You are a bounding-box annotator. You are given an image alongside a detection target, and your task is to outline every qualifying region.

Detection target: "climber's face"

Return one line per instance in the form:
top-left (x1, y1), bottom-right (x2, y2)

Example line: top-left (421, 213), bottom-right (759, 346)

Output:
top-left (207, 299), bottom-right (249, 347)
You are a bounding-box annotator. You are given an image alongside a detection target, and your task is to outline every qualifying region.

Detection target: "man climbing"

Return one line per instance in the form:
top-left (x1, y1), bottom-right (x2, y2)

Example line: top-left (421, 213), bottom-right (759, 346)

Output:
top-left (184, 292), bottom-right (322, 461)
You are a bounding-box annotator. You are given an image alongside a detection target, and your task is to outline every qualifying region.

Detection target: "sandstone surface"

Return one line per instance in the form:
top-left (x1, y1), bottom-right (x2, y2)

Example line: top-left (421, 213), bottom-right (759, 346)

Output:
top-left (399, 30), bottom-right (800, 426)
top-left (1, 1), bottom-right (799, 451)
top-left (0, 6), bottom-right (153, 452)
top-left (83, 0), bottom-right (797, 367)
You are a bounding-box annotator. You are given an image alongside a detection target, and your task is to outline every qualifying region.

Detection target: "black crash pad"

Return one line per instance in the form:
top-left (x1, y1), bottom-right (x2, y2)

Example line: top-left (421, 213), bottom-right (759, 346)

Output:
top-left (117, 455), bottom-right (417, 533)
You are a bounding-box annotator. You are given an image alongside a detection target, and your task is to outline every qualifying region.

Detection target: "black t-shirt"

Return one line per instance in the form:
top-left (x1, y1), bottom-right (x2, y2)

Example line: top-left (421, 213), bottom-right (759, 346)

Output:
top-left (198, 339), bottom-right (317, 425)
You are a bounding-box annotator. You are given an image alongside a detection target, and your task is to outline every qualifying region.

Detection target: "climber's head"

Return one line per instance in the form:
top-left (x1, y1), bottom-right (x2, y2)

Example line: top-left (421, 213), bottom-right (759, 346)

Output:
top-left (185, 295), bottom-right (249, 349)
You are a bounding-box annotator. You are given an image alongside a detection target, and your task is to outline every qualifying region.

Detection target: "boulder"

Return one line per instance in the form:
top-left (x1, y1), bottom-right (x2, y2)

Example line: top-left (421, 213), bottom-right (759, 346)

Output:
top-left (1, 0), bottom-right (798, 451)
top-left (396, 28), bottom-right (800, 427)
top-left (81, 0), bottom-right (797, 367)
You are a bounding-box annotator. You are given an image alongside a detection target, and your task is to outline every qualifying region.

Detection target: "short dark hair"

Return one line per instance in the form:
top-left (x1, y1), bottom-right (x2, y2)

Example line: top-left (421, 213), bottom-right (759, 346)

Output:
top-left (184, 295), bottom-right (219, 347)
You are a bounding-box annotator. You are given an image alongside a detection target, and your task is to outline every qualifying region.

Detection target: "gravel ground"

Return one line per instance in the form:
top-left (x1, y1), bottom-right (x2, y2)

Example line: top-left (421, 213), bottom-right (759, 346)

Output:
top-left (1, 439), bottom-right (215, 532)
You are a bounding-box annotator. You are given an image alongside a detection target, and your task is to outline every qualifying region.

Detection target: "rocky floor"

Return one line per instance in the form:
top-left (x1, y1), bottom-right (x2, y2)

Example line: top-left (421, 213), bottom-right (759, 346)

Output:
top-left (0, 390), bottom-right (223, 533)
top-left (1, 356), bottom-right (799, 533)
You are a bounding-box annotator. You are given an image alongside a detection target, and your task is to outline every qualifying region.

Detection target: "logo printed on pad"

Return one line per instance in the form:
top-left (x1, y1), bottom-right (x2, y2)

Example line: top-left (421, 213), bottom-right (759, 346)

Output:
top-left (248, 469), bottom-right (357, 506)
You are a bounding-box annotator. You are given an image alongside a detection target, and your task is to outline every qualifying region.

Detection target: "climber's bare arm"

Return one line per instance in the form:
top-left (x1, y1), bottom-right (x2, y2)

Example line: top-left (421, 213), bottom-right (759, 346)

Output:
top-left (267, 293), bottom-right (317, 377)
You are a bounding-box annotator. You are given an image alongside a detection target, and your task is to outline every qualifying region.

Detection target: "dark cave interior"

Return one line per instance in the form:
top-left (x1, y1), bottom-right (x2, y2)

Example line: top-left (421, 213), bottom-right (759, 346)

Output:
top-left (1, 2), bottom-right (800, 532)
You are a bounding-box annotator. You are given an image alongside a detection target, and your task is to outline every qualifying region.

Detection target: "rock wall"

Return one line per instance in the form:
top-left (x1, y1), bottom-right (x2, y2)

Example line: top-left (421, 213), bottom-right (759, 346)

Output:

## What you need to do
Set down the full listing. Keep every line exact.

## Expected answer
You are a bounding-box annotator. You are given an image alongside a detection target, and your task is to outline every qualifying region.

Detection target: "climber's face"

Return one line per instance in the form:
top-left (x1, y1), bottom-right (x2, y2)

Example line: top-left (421, 213), bottom-right (759, 346)

Output:
top-left (207, 299), bottom-right (249, 347)
You are a bounding-box annotator. You are given an image alongside a detection target, and your task is to outline every qualifying region.

Detection target: "man climbing"

Return one line per instance in the form:
top-left (x1, y1), bottom-right (x2, y2)

Example line: top-left (421, 213), bottom-right (759, 346)

Output:
top-left (184, 292), bottom-right (322, 461)
You are a bounding-box annotator. You are given an image alongside a detection target, and your task is to outline every qualifying region.

Detection target: "sandstone surface"

Return one line per instance in the form:
top-left (x1, y1), bottom-right (x2, y2)

Example line: top-left (421, 213), bottom-right (759, 346)

Output:
top-left (399, 30), bottom-right (800, 426)
top-left (1, 1), bottom-right (799, 451)
top-left (0, 6), bottom-right (153, 452)
top-left (83, 0), bottom-right (797, 367)
You are a bounding-box annotator. You are given an image alongside a detection target, and your task is to outline every qualifying region.

Detection target: "black crash pad"

Return one line per instance in the form:
top-left (x1, y1), bottom-right (x2, y2)

Example line: top-left (421, 213), bottom-right (759, 346)

Output:
top-left (117, 455), bottom-right (417, 533)
You are a bounding-box annotator. You are given an image alongside a detection target, and your task is to outline every qualifying region.

Detection target: "black t-shirt"

Return one line per instance in the form:
top-left (x1, y1), bottom-right (x2, y2)

Example line: top-left (421, 213), bottom-right (759, 346)

Output:
top-left (198, 339), bottom-right (317, 425)
You are a bounding-box annotator. You are given an image alongside a detection target, and your task is to outline every qualifying region.

Detection target: "climber's head"

Return one line per instance in the form:
top-left (x1, y1), bottom-right (x2, y2)

Example line: top-left (421, 213), bottom-right (759, 346)

Output:
top-left (185, 295), bottom-right (249, 349)
You are a bounding-box annotator. You are given an image alongside a detection target, and your task is to outline every qualifying region.

Detection target: "boulder"

Return one line per instance in the form:
top-left (x1, y1), bottom-right (x2, y2)

Example line: top-left (421, 213), bottom-right (759, 346)

Output:
top-left (1, 0), bottom-right (798, 451)
top-left (396, 28), bottom-right (800, 427)
top-left (81, 0), bottom-right (797, 367)
You are a bounding-box annotator. You are given an image alongside a detection target, and your task is to outline every qualifying region.

Detection target: "short dark hair"

Return one line per instance in the form:
top-left (x1, y1), bottom-right (x2, y2)

Example line: top-left (421, 213), bottom-right (759, 346)

Output:
top-left (184, 295), bottom-right (219, 347)
You are a bounding-box annotator. You are given an image alongside a detection target, and your task is to outline every qualifying region.

Detection target: "gravel ground"

Return one line per instance in the form:
top-left (x1, y1), bottom-right (x2, y2)

Example line: top-left (421, 213), bottom-right (759, 346)

Output:
top-left (1, 439), bottom-right (215, 532)
You are a bounding-box annotator. You are given an image alongside a detection target, and your task is to outline every qualifying region.

Detection target: "rocky floor"

Return one line per instance in the form:
top-left (x1, y1), bottom-right (x2, y2)

Example line: top-left (421, 213), bottom-right (759, 346)

Output:
top-left (0, 390), bottom-right (223, 533)
top-left (1, 356), bottom-right (799, 533)
You are a bounding-box annotator. You are given an image alongside a detection target, and your task is to outline every qualifying region.

Detection target: "logo printed on pad"

Return one line per instance in the form:
top-left (x1, y1), bottom-right (x2, y2)

Example line: top-left (421, 213), bottom-right (759, 346)

Output:
top-left (248, 469), bottom-right (357, 506)
You are a bounding-box annotator. You are given an image alongside a detection target, and your task is to outline every qualifying region.

Detection target: "climber's bare arm"

Return one line per instance in the form:
top-left (x1, y1), bottom-right (x2, y2)

Example line: top-left (421, 213), bottom-right (759, 346)

Output:
top-left (267, 293), bottom-right (317, 377)
You are a bounding-box annotator. You are given an image alongside a detection target, and your task is to outline every qualifying region.

Detection target: "dark cave interior"

Return one line per instance in the form:
top-left (x1, y1), bottom-right (x2, y2)

Example line: top-left (421, 213), bottom-right (759, 346)

Output:
top-left (1, 2), bottom-right (800, 532)
You are a bounding-box annotator. You are given an image alongside a detection target, and your task is to outline every qualifying region.

Detection target: "rock wall"

Return one line per instance in the form:
top-left (x1, y1), bottom-right (x2, y2)

Example line: top-left (421, 213), bottom-right (759, 346)

Output:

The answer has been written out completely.